Give back exactly the lines running from the line with "Query: pedestrian on sidewalk" to the end of the entries, and only those lines.

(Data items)
=== Section Start ===

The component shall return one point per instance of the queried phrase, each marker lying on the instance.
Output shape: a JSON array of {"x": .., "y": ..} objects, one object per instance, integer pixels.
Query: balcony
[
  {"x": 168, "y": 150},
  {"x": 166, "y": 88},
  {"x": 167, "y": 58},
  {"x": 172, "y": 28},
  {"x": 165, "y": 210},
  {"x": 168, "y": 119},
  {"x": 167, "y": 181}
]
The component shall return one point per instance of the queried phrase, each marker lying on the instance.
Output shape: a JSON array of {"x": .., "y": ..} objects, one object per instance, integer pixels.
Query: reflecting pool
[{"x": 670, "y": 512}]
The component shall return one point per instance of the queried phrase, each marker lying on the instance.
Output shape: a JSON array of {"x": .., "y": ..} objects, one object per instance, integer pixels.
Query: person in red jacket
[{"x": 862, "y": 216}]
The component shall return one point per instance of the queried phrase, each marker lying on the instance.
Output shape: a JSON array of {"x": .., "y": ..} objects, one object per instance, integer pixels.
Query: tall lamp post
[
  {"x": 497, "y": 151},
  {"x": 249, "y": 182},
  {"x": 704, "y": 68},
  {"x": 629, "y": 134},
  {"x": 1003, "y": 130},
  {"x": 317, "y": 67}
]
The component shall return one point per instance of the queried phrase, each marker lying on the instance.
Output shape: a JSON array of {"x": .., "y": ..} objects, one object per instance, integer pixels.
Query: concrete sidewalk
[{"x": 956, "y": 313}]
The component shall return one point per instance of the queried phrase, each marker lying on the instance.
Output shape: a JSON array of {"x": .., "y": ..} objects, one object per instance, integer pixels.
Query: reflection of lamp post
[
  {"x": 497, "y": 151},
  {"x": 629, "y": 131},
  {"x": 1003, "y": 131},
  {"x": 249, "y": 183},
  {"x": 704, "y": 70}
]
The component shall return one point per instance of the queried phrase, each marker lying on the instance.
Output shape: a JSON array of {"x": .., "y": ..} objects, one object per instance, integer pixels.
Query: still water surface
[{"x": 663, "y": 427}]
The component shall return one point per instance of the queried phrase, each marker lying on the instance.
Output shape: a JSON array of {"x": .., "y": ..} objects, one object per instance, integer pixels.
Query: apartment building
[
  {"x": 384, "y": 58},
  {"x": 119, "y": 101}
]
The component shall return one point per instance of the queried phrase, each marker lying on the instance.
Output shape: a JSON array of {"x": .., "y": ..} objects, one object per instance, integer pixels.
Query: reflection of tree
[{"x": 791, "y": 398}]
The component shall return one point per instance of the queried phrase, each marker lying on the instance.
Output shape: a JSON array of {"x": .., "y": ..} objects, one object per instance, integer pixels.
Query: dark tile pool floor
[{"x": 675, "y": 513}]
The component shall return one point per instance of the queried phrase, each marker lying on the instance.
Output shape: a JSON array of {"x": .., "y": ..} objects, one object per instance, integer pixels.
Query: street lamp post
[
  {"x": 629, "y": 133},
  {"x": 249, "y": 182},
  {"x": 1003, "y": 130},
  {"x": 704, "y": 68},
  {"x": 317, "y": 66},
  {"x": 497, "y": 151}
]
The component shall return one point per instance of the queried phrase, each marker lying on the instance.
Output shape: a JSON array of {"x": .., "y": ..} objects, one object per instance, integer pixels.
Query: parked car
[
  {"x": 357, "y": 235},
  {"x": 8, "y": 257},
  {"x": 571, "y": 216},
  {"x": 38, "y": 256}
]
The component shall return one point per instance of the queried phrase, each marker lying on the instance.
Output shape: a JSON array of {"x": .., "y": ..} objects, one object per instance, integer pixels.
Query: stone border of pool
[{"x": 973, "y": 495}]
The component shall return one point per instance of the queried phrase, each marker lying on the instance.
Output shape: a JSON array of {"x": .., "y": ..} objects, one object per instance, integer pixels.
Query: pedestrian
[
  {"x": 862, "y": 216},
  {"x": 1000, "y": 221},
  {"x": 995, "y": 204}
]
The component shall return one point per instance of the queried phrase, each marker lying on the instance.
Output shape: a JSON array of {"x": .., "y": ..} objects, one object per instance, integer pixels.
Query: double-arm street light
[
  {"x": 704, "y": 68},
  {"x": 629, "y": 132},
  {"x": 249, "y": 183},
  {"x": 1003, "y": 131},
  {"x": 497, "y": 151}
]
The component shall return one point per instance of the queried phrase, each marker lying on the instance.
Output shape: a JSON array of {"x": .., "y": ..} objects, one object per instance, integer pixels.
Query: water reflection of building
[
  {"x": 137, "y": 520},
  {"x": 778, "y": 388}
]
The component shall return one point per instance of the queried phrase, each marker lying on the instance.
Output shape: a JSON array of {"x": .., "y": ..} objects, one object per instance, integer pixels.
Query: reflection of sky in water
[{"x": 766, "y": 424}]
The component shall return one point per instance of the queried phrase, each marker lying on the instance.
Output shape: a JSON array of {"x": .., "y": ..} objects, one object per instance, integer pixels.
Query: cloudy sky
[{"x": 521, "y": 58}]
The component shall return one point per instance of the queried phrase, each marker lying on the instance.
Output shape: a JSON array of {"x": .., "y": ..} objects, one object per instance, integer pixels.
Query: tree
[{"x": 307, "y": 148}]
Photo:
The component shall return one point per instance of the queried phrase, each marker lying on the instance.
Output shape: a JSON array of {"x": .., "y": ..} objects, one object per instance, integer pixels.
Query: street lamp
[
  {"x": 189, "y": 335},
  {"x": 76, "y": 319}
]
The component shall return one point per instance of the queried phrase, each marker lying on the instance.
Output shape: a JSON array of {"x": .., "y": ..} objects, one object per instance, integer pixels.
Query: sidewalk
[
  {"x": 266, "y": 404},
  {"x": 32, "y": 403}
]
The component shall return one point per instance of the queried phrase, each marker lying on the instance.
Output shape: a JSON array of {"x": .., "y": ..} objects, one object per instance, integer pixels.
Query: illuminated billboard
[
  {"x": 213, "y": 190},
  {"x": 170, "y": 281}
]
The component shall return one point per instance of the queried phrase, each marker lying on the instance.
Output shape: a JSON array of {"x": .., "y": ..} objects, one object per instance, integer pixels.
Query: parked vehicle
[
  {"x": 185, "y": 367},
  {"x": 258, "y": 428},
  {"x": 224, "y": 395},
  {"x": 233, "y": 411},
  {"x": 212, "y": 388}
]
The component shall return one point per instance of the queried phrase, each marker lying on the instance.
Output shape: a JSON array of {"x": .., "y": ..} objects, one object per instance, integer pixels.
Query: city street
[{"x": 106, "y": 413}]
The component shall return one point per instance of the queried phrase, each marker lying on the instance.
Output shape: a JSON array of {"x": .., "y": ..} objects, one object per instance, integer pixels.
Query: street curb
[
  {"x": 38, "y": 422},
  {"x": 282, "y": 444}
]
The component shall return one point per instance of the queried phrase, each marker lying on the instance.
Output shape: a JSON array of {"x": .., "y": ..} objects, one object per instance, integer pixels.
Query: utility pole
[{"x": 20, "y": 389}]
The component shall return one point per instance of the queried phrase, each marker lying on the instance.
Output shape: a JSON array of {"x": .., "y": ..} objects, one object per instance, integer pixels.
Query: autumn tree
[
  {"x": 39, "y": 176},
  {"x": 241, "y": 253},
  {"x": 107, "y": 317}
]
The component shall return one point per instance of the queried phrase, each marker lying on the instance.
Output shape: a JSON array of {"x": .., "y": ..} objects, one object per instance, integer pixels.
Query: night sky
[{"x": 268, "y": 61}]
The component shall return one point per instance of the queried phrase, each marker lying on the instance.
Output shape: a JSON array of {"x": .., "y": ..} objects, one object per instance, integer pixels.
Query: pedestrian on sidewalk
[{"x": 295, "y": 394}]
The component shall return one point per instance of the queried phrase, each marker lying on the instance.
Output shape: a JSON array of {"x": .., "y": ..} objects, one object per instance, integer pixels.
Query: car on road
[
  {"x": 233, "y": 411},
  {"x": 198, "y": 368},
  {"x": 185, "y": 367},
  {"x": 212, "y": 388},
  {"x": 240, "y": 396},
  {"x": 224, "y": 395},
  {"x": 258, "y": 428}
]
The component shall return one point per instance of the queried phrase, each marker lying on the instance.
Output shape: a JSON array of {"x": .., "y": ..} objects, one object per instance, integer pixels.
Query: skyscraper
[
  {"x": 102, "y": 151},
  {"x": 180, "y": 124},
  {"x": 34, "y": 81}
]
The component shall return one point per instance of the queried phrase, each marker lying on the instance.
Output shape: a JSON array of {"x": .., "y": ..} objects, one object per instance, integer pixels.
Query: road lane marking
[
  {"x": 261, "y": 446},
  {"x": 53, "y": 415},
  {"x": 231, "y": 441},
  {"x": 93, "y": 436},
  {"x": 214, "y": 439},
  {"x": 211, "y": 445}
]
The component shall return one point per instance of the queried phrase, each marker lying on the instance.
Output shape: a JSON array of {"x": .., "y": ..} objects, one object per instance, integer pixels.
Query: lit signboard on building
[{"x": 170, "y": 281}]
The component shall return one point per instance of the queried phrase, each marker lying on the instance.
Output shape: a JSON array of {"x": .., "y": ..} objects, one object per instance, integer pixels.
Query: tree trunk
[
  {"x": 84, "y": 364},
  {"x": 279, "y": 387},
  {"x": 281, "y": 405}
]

=== Section End ===

Task response
Query: pedestrian on sidewalk
[{"x": 295, "y": 394}]
The component shall return one point per instance of the queried phrase, each marker lying on the instance.
Output shape: a JSON array of {"x": .., "y": ..} objects, one object per instance, integer pixels.
Query: car on road
[
  {"x": 233, "y": 411},
  {"x": 198, "y": 368},
  {"x": 185, "y": 367},
  {"x": 212, "y": 388},
  {"x": 240, "y": 396},
  {"x": 224, "y": 395},
  {"x": 258, "y": 428}
]
The component shall return one point per instance of the queried phrase, each marker lying on the instance.
Output shape: a JSON array of {"x": .., "y": ..} objects, one object per instance, integer pixels.
Query: skyscraper
[
  {"x": 102, "y": 151},
  {"x": 180, "y": 124},
  {"x": 34, "y": 81}
]
The component shall return one point per instance of the queried phrase, each marker lying on the instance.
Output shape: a JSON array of {"x": .., "y": ..} objects, one object per instance, integer pixels.
Query: road lane marking
[
  {"x": 261, "y": 446},
  {"x": 53, "y": 415},
  {"x": 231, "y": 441},
  {"x": 93, "y": 436},
  {"x": 214, "y": 439},
  {"x": 211, "y": 445}
]
The component shall return one point per instance of the queried phrase, each marker lying on the instance.
Output shape: a JSON array of {"x": .., "y": ..} objects, one object per instance, integer pixels.
Query: lit signboard on building
[{"x": 170, "y": 281}]
The component shall return one point per instance of the queried phrase, each marker lying on the instance.
Output shape: a JSON array of {"x": .., "y": ..} objects, one object per instance, integer pixels.
Query: tree trunk
[
  {"x": 84, "y": 364},
  {"x": 279, "y": 387},
  {"x": 281, "y": 405}
]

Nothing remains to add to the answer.